→ **PROVIDED PASSAGE**:
▬▬▬▬▬▬

However, if we zoom in from the civilizational level to the personal or group level, the track record for maintaining and encouraging human agency is much more complicated. In the previous two centuries, significant progress has been made to enfranchise more people into collective decision making. It is also true that in theory, individuals in liberal democracies are free to pursue their goals and dreams in a relatively unencumbered manner. In practice, however, the amount of agency which anyone can exercise is often directly tied (and increasingly so as time progresses) to the amount of personal wealth at their command at any given moment. In western industrialized nations we feel this acutely in the current affordability crisis in which the ability to own a home, even an incredibly modest one, is outside the reach of large numbers of people.

Even individuals with wealth currently find themselves constrained in countless ways by the ever-increasing number of laws and regulations of states, many of which are supported and enforced by increasingly advanced and intrusive surveillance technology. Outside the niche of crypto, it is currently near-impossible to conduct a legitimate economic transaction without it being monitored and subject to censure. We could also take the case of individuals who are fortunate enough to own a home, yet are still subject to the arbitrary regulations of a homeowner’s society. Many such homeowners find that they cannot even freely choose the color of a house they own or the height of a fence. We may collectively agree that any one of these rules are desirable for the maintenance of social harmony and the collective good, but it is undeniable that their cumulative effect is a restriction of personal agency.

▬▬▬▬▬▬

→ **INFORMATION SUPPLIED**:
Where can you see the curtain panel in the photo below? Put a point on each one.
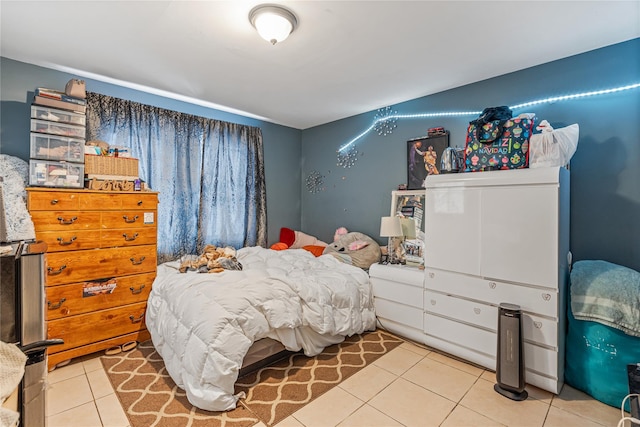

▬▬▬▬▬▬

→ **PROBLEM DESCRIPTION**:
Answer these questions using the text on personal agency.
(a) In practice, what is the amount of agency anyone can exercise often directly tied to?
(b) Outside which niche does the text say it is near-impossible to conduct a legitimate economic transaction without it being monitored?
(c) Which two things do many homeowners find they cannot freely choose?

→ **ANSWER IN FULL**:
(a) The amount of personal wealth at their command at any given moment.
(b) Crypto.
(c) The color of a house they own and the height of a fence.